I get 20kg buxton wild birdseed from CLB in Thurso for about £14 max I think less being honest, I get 20 kilo rabbit mix for £8.80.

----------


## Liz

> Hi Liz
> 
> These are his top twenty best sellers that he suggested that I stock, however, I would need some feed back from prospective customers to gauge what quantity and price they are paying so that if I take a shot at it, it would represent value for money for a like for like product.
> 
> *Mark 1 Pigeon Flyer,* *Mixed Poultry Corn,* *Niger,* *Peanuts,* *Striped Sunflower,* *Black Sunflower,* *Sunflower Hearts,* *Cressett Wild Bird,* *Songbird No-Mess,* *Parakeet and Cockatiel,* *Budgie Mix,* *Canary Mix,* *Fruity Parrot Mix,* *Hamster and Gerbil,* *Guinea Pig,* *Rabbit Mix,* *Pond Sticks,* *Pond Pellets,* *Mini Markies,* *Biscrok,* *Bonio Charcoal.*
> 
> Only time will tell if there is a market this far North, but early indications are that quality and price has in the past struggled to go hand in hand.

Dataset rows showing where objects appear
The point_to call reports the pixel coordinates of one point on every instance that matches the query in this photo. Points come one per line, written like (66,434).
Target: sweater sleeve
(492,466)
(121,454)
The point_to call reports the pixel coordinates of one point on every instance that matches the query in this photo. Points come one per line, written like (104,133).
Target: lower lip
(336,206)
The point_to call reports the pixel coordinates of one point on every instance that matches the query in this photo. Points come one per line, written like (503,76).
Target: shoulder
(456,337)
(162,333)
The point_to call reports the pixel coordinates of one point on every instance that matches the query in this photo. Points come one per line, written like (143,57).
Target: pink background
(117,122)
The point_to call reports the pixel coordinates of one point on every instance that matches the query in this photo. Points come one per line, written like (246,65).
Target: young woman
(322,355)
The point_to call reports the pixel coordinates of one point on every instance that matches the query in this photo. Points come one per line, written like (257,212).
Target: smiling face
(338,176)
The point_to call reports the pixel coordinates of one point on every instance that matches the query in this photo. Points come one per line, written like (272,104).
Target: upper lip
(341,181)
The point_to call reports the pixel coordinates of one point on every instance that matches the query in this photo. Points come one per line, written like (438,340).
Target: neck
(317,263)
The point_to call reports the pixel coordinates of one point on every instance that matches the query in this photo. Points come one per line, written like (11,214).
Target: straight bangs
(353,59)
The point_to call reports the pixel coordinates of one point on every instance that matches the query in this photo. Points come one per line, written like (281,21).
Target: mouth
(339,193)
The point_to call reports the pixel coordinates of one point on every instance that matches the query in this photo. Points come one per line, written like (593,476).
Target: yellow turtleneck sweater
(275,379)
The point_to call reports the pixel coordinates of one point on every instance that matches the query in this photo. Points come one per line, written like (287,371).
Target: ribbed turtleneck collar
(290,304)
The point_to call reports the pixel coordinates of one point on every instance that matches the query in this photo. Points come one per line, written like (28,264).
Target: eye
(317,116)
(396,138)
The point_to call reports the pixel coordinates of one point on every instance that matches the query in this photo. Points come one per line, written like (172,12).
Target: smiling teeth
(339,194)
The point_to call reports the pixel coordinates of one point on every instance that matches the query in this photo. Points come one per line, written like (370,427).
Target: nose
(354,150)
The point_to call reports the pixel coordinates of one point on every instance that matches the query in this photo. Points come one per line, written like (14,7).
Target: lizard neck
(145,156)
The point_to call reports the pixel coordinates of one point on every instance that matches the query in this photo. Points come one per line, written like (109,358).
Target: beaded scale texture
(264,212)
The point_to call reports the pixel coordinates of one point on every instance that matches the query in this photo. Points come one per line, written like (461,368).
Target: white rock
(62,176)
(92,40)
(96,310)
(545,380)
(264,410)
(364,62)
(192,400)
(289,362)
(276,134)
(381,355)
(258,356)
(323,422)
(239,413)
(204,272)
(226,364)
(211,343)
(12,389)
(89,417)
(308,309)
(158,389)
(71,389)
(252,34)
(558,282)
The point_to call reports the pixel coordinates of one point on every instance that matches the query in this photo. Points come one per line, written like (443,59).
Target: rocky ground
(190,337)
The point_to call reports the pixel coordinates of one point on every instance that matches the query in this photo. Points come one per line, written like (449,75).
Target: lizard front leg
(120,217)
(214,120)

*YOUR TASKS*.
a: In the feed-pricing thread, what price is given for the 20 kilo rabbit mix?
b: Repeat the feed-pricing thread verbatim between "I get 20kg buxton" and "for like product.", inclusive.

*SOLVED PROBLEMS*.
a: £8.80

b:
I get 20kg buxton wild birdseed from CLB in Thurso for about £14 max I think less being honest, I get 20 kilo rabbit mix for £8.80.

----------


## Liz

> Hi Liz
> 
> These are his top twenty best sellers that he suggested that I stock, however, I would need some feed back from prospective customers to gauge what quantity and price they are paying so that if I take a shot at it, it would represent value for money for a like for like product.